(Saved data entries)
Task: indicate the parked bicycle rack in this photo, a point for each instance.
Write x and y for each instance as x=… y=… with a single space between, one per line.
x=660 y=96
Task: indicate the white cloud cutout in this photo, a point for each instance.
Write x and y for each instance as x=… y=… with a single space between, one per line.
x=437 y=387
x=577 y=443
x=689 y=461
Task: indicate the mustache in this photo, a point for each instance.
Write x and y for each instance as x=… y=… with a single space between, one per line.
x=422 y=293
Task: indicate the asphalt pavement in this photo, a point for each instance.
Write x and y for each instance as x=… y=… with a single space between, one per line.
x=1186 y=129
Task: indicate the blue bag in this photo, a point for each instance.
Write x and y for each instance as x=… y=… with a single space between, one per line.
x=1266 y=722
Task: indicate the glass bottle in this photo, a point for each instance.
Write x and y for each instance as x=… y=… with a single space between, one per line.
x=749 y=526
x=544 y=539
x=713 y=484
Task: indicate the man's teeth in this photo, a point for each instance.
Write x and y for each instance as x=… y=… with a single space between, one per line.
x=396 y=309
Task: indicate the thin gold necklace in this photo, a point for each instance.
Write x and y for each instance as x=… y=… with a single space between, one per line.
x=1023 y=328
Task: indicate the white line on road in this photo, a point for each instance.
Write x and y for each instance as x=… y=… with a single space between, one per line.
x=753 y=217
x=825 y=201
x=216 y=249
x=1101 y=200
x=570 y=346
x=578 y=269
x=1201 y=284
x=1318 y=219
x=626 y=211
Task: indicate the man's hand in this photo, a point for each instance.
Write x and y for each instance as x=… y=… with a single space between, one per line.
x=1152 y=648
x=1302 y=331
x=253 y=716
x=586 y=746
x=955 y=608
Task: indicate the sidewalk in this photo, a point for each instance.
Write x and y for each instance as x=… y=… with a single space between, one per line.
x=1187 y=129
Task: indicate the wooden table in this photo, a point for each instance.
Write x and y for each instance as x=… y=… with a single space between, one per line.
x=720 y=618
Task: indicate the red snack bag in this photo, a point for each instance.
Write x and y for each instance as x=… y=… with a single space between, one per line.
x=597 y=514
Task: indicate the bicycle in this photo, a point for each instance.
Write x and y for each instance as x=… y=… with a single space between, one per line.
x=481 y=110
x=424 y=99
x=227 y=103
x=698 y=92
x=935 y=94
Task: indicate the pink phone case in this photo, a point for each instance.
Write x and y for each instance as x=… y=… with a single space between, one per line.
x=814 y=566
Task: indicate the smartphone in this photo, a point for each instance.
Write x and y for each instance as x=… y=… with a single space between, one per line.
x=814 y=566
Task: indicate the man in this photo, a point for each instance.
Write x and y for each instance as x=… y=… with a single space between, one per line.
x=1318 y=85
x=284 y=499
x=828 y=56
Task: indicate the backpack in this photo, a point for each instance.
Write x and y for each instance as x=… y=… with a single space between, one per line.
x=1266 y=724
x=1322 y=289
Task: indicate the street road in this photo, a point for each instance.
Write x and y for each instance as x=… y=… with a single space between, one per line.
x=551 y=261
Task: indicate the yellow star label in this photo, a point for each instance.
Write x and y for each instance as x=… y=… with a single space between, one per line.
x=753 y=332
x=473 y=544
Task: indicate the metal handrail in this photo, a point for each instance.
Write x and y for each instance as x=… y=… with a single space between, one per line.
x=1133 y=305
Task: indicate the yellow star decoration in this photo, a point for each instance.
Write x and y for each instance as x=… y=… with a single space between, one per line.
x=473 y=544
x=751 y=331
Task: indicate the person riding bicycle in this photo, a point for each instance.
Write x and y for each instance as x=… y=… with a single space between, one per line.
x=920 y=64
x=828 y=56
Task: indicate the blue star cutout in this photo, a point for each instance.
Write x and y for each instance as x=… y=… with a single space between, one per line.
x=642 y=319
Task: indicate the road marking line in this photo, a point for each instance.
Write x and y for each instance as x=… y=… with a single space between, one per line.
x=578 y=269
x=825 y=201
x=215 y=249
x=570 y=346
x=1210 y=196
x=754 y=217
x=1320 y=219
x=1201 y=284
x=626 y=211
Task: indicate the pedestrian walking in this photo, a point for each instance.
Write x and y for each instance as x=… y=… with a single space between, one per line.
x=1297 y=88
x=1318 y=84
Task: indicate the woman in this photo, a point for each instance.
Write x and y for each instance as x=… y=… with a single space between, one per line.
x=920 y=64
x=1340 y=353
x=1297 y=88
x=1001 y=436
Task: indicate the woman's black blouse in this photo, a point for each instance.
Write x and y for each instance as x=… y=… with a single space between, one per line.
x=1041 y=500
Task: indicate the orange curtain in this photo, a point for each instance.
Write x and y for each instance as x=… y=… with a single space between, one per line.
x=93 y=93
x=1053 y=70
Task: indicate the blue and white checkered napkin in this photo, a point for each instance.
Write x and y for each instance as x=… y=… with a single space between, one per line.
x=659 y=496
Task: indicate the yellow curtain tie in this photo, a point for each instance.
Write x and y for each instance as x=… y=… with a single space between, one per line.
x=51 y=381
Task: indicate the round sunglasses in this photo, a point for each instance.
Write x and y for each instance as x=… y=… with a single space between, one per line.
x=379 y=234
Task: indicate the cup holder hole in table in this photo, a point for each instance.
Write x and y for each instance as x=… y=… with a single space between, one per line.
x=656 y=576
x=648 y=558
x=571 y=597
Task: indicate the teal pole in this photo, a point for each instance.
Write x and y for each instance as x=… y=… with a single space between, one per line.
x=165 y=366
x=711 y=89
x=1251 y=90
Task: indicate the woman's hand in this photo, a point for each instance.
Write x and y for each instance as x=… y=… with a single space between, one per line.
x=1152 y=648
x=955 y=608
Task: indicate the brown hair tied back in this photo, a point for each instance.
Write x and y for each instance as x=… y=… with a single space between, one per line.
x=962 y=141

• To do: Could you give the data above again, exact in every line?

• Written answer:
Task: indicate the parked bicycle rack in this photo, a point for each instance.
Write x and y for each instance as x=… y=… with a single space between, one per line.
x=660 y=96
Task: indicate the white cloud cutout in this photo, a point for each instance.
Write x and y for each instance as x=… y=… with a single space between, one per line.
x=437 y=387
x=577 y=443
x=689 y=461
Task: indicate the mustache in this photo, a point for each instance.
Write x and y for each instance as x=… y=… with a single space between, one per line.
x=422 y=293
Task: indicate the asphalt pavement in this photo, a point for each instance.
Write x and y for each instance as x=… y=… with a single space between, one per line.
x=1186 y=129
Task: indicate the blue bag in this photo, a point for each instance.
Write x and y for each instance as x=… y=… with a single space between, one per line.
x=1266 y=722
Task: indicate the glass bottle in this photo, a point for each instance.
Write x and y for each instance as x=… y=… with a single space between, one per line.
x=749 y=526
x=544 y=539
x=713 y=484
Task: indicate the man's teeth in this photo, a point for each instance.
Write x and y for each instance as x=… y=… with a single space between, one per line.
x=396 y=309
Task: indicate the thin gold necklace in this photo, a point for each instance.
Write x and y for each instance as x=… y=… with a single space between, one per line.
x=1023 y=328
Task: indicate the white line on road in this photo, a point for each instance.
Write x and y for each instance as x=… y=… with a single space between, one per line.
x=753 y=217
x=825 y=201
x=216 y=249
x=1101 y=200
x=570 y=346
x=578 y=269
x=1201 y=284
x=1318 y=219
x=626 y=211
Task: indicate the man's hand in this photo, a point for each instance.
Write x and y for each instance as x=… y=… with a single space between, one per line.
x=1152 y=648
x=1302 y=331
x=253 y=716
x=586 y=746
x=955 y=608
Task: indicate the sidewalk in this photo, a point for each instance.
Write x and y for each instance as x=… y=… with a single space between, one per line.
x=1187 y=129
Task: indicate the wooden table in this photo, a point for each instance.
Write x and y for each instance as x=… y=… with a single space between, one per line.
x=720 y=618
Task: indicate the red snack bag in this photo, a point for each instance.
Write x and y for each instance as x=… y=… with a single space between, one per line.
x=597 y=514
Task: indicate the bicycle in this photo, a point for each instance.
Write x and y for each instance as x=… y=… with a single space between, one per line.
x=481 y=110
x=424 y=99
x=227 y=103
x=698 y=92
x=935 y=94
Task: indicate the pink phone case in this photo, a point for each instance.
Write x and y for each instance as x=… y=… with a single space between, one per line.
x=814 y=566
Task: indicate the smartphone in this photo, a point for each instance.
Write x and y for each instance as x=… y=… with a single space between, one per line.
x=814 y=566
Task: indicate the man in this photo, a point for each instance.
Write x and y for each instance as x=… y=… with a single space between, one per line.
x=1318 y=85
x=284 y=499
x=828 y=56
Task: indicate the backpack in this photo, a point for each instance.
Write x and y for each instance as x=… y=… with a single space between, one per line.
x=1266 y=724
x=1322 y=289
Task: indicate the street road in this photo, a point for each instance.
Write x and y for each instance as x=… y=… with a single space between, one per line.
x=551 y=261
Task: indicate the yellow star label in this photo, a point for each instance.
Write x and y for each instance as x=… y=… with a single space between, one per line.
x=753 y=332
x=473 y=544
Task: indicate the metal handrail in this photo, a point for each instance.
Write x and y for each instance as x=… y=… with a single space between, one per line.
x=1133 y=305
Task: indicate the yellow star decoration in this photo, a point for each instance.
Write x and y for each instance as x=… y=… with a single space between, one per line.
x=473 y=544
x=751 y=331
Task: indicate the person riding bicycle in this photo, a point for each instance.
Write x and y for each instance as x=… y=… with a single space between, one per line.
x=920 y=64
x=828 y=56
Task: indicate the blue star cutout in this photo, a point for each instance.
Write x and y for each instance as x=… y=… with a single space between, one per line.
x=642 y=319
Task: indicate the road marking line in this photo, a point for each instance.
Write x and y for each instance as x=… y=… with a single space between, one per line.
x=578 y=269
x=825 y=201
x=215 y=249
x=570 y=346
x=1210 y=196
x=754 y=217
x=1320 y=219
x=1201 y=284
x=626 y=211
Task: indicate the pedestrian walking in this photo, a point for each instance.
Write x and y for each instance as x=… y=… with a single space between, one per line.
x=1297 y=88
x=1318 y=84
Task: indicate the woman in this photo, a point for each instance.
Write x and y for each instance as x=… y=… with a single space between, one per line.
x=920 y=64
x=1340 y=353
x=1297 y=88
x=1001 y=436
Task: indicate the woman's black blouse in this photo, a point for each instance.
Write x and y for each instance as x=… y=… with a single space between, one per line.
x=1041 y=500
Task: indicate the orange curtain in this photo, a point for each instance.
Write x and y for each instance as x=… y=… with a single space between, one per line.
x=93 y=93
x=1053 y=70
Task: indicate the blue and white checkered napkin in this photo, a point for each instance.
Write x and y for each instance as x=… y=… with a single space between, one per line.
x=659 y=496
Task: indicate the yellow curtain tie in this photo, a point for each instance.
Write x and y for each instance as x=… y=… with a single space between, one per line.
x=51 y=381
Task: indicate the round sunglasses in this photo, a point for each instance.
Write x and y for each instance as x=… y=… with a single space between, one per line.
x=379 y=234
Task: indicate the cup holder hole in table in this photo, a point for each instance.
Write x and y for each instance as x=… y=… with a single space between, one per line.
x=656 y=576
x=648 y=558
x=571 y=597
Task: indicate the teal pole in this photo, a point for each instance.
Write x and y for each instance as x=… y=… with a single space between, one per line.
x=165 y=366
x=711 y=89
x=1251 y=90
Task: indicate the woman's hand in this photo, a point for each instance.
Write x and y for each instance as x=… y=… with a single space between, one per line.
x=1152 y=648
x=955 y=608
Task: indicate the brown hair tied back in this photo, a point for each instance.
Write x and y for each instance as x=… y=… with a single space between, one per line.
x=962 y=141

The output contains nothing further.